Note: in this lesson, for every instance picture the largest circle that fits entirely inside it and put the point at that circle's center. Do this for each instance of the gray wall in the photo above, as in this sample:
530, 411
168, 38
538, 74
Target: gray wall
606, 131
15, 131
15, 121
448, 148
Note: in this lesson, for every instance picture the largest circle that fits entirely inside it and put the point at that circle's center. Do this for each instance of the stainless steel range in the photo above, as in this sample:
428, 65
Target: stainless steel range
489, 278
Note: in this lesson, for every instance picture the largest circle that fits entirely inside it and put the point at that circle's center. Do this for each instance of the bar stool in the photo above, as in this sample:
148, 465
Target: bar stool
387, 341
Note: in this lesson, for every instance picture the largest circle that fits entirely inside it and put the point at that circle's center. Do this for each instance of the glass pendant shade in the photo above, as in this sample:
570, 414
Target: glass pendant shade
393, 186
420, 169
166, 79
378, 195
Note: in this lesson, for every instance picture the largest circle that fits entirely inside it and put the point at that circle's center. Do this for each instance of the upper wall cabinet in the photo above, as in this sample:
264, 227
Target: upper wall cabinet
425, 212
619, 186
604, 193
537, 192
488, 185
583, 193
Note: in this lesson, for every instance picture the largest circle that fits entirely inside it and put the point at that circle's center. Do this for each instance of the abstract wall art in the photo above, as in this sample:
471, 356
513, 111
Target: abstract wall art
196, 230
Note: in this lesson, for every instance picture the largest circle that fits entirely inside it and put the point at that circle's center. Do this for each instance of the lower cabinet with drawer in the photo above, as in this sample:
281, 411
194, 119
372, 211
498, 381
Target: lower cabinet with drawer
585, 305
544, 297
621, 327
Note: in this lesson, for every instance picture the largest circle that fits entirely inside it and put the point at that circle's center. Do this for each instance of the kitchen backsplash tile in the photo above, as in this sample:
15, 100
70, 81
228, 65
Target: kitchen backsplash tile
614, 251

▸ **Exercise**
Rewrite all the records above as one numbered list with one line per item, and leave out any blank lines.

▸ **The answer**
1. Note: in this lesson, for every instance picture the largest circle that fits entirely inside it and put the point at that circle's center. Do this for each instance of the gray wall in the photo above, as in this sample:
2. 530, 411
3. 168, 38
4. 538, 74
5. Target: gray wall
6. 606, 131
7. 15, 131
8. 15, 121
9. 448, 148
10. Note: in this lesson, for every instance picture the largest circle that fits entirely inside it and put the point at that circle's center. Do this for each instance of the stainless steel range in the photo above, as in this sample:
11. 428, 65
12. Target: stainless steel range
13. 489, 278
14. Note: in this lesson, for every instance picture the largest circle that fits entirely inside it and put the point at that circle's center. Do this for each instance of the bar stool in the photo above, as in this sample:
15. 148, 465
16. Target: bar stool
17. 387, 341
18. Note: in this lesson, for every instance picture the largest circle that fits entirely inside it and put the point at that circle's center. Do this for each instance of the glass pendant shade in the photo above, as in this sample:
19. 570, 414
20. Target: glass pendant shade
21. 393, 186
22. 420, 169
23. 166, 79
24. 378, 195
25. Note: in this lesson, for every instance picture the largest circle that fits entirely inside it and put the point at that circle's center. Do this for each instance of the upper wall cabinet in the photo above, as in this sample:
26. 264, 227
27. Target: upper wall cabinet
28. 425, 212
29. 619, 186
30. 604, 193
31. 537, 192
32. 488, 185
33. 583, 193
34. Note: in this lesson, for every instance picture the largest circle that fits entirely inside it and put the point at that circle's center. Do this for each instance of the abstract wall art in the photo above, as in this sample:
35. 471, 356
36. 513, 111
37. Target: abstract wall art
38. 196, 230
39. Note: in this lesson, for every instance picture the largest circle that fits entirely inside it and put the point at that circle's center. Do this for each instance of the lower cabinet with drawer in the photo above, as in this sample:
40. 281, 411
41. 194, 119
42. 372, 211
43. 498, 381
44. Target: lower cabinet with drawer
45. 585, 305
46. 544, 297
47. 621, 327
48. Note: in this lesson, for every instance picture the largest circle that fits entirely inside it and put the point at that circle's center. Do this for each instance of the kitchen backsplash tile in the photo above, as in this sample:
49. 15, 100
50. 70, 81
51. 228, 65
52. Target: kitchen backsplash tile
53. 614, 251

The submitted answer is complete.